*JOB*
The entries below should be output exactly as written.
━━━━
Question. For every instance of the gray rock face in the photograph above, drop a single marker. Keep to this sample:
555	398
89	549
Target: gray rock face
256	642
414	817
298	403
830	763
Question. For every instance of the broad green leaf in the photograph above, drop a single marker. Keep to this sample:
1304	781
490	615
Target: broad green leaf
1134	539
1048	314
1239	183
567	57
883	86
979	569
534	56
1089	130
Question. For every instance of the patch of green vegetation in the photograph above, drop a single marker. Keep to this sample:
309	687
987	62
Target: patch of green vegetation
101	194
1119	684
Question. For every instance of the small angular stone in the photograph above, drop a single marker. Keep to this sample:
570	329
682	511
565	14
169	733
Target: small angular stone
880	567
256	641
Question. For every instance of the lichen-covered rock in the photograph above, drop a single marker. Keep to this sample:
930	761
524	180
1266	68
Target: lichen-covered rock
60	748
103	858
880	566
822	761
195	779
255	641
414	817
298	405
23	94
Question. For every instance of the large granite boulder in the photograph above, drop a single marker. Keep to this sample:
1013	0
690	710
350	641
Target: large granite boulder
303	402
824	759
━━━━
*RESPONSE*
Question. For every instance of the gray rock face in the photograph above, drop a single marker. Keep to this sample:
555	398
89	549
Target: gray rock face
256	642
414	817
298	403
830	763
Question. For every instance of the broad green leaf in the photograph above, drop a single marker. Keep to this sample:
1304	781
490	615
Target: broad green leaf
1134	539
1048	314
1239	183
567	57
883	86
979	569
534	56
1089	130
Question. For every instance of the patch of green vegetation in the photograph above, drop a single marker. Keep to this sample:
309	687
987	62
Target: patch of green vegetation
101	194
1119	684
Question. For every instance of the small angular stone in the photograph above, drop a single marker. Keep to this sample:
570	329
682	511
565	14
169	733
Target: small angular stone
880	567
256	641
Question. For every instance of the lichen-covered rock in the photograph above, drop a single marker. Keep to this sample:
930	761
524	180
1266	68
Target: lichen-covered rock
60	748
103	858
880	566
822	761
195	779
255	641
414	817
298	405
23	94
Question. For every instance of the large granite boulder in the photograph above, drop a single marker. Keep to this sample:
1013	0
690	710
350	641
Target: large granite boulder
303	402
824	759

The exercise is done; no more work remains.